## Objetivo 1
Segundo o trecho sobre o consultor Amir Somoggi, qual clube ele aponta entre os que estão atrasados na forma de pensar o futebol?
## Objetivo 2
Dê sequência ao trecho sobre o consultor Amir Somoggi a partir da última frase apresentada.

## Trecho
━━━━━━━━
Consultor independente em gestão e marketing esportivo, Amir Somoggi estuda a fundo os movimentos do futebol brasileiro. E se assusta com o atraso de alguns clubes na forma de pensar o futebol. Entre eles, aponta o Inter. Vizinho do Allianz Parque, em São Paulo, Somoggi se impressiona com a onda verde que toma conta da região a cada jogo do Palmeiras. Embora o clube tenha dado um salto depois de passar pela Série B, o consultor avisa: a segunda divisão não faz bem para ninguém. A seguir, leia trechos da conversa por telefone que tivemos na tarde desta sexta-feira.
Qual o impacto de uma queda à Série B em um clube grande?
━━━━━━━━
## Linhas selecionadas
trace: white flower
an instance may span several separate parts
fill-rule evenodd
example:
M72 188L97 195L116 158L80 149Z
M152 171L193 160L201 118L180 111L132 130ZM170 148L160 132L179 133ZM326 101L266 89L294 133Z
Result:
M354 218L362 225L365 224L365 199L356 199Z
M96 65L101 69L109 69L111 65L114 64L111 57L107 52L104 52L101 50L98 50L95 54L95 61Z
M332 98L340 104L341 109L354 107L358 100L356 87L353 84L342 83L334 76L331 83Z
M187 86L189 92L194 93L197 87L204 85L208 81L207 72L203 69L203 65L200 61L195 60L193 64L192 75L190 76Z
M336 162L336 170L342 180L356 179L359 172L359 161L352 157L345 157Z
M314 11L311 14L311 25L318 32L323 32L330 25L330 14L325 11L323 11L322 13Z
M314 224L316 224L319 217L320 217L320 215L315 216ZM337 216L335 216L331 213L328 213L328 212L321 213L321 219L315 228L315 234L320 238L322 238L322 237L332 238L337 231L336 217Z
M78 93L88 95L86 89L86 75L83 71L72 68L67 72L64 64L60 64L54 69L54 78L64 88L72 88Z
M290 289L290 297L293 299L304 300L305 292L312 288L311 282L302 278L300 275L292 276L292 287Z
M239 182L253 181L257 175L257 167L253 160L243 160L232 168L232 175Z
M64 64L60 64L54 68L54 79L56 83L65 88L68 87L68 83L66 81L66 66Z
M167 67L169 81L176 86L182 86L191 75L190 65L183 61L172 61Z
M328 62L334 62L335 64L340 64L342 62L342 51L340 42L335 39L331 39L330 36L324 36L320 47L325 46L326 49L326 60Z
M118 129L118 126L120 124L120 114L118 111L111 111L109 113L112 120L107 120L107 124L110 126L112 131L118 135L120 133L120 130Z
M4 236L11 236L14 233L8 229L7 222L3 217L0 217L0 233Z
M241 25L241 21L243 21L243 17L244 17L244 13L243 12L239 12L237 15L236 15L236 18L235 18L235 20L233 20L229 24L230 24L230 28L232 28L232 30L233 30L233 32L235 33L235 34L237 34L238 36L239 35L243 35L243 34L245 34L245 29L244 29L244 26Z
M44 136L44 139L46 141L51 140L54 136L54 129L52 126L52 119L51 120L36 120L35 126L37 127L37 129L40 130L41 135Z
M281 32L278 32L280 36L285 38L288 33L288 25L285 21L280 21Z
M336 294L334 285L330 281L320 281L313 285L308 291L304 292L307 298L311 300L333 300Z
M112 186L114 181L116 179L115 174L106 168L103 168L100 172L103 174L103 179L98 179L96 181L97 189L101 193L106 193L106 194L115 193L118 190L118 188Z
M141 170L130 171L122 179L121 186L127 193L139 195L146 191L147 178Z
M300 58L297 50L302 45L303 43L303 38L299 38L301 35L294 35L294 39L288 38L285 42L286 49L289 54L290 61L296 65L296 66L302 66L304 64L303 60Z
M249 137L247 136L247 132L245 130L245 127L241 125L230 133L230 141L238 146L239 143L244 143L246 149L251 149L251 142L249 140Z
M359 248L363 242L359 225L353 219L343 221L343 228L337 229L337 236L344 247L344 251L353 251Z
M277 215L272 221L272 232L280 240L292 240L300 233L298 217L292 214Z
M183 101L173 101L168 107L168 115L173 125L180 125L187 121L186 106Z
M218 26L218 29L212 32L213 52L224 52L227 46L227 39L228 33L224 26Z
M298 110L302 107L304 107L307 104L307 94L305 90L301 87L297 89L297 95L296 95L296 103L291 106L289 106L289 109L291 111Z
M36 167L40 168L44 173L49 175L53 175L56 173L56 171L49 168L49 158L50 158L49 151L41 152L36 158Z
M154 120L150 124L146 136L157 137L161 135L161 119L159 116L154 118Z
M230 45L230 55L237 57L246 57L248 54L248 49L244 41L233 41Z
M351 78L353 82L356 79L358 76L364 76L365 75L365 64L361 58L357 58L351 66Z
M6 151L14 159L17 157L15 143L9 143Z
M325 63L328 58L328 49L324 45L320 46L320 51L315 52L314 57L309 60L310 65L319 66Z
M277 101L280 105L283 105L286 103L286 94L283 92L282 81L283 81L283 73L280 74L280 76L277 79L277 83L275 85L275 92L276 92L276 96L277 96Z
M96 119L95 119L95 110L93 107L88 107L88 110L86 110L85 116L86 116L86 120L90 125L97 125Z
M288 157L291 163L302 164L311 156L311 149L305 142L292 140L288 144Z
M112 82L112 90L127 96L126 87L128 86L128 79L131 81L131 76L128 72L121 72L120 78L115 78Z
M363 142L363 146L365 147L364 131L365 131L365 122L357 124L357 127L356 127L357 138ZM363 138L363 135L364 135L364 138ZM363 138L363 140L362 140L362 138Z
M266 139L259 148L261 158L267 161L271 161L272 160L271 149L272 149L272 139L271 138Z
━━━━━━━━
## Resposta escrita 1
O Inter.

## Resposta escrita 2
Quando se fala de rebaixamento, o exemplo que ficou marcado é o do Corinthians. Foi o primeiro de verdade que usou a experiência. Bateu no fundo e voltou mais forte. Houve um projeto que começou na queda. Depois veio o Ronaldo e o clube só deu saltos. Na época, o Corinthians fez campanha de marketing forte. Vendeu mais de 1 milhão de camisetas de algodão, a R$ 39, se não me engano, em que se liga: "Não vou te abandonar". Mas isso é coisa do passado. O rebaixamento já teve essa pegada de que faz o clube voltar mais forte. Hoje, se resume à desvalorização de tudo.
Qual o tamanho da perda para um clube desse porte?
É preciso analisar o rebaixamento pela perda esportiva. Ela impacta finanças através de bilheteria, redução no valor de patrocínios. Há contratos que preveem bônus em caso de conquistas e descontos na cota em caso de rebaixamento. A cota de TV não muda. O mais grave nisso tudo é que uma queda provoca desconexão com a torcida. O marketing nunca se torna tão essencial como numa hora dessas.
No caso de uma queda do Inter, você acredita que haverá uma baixa no quadro social?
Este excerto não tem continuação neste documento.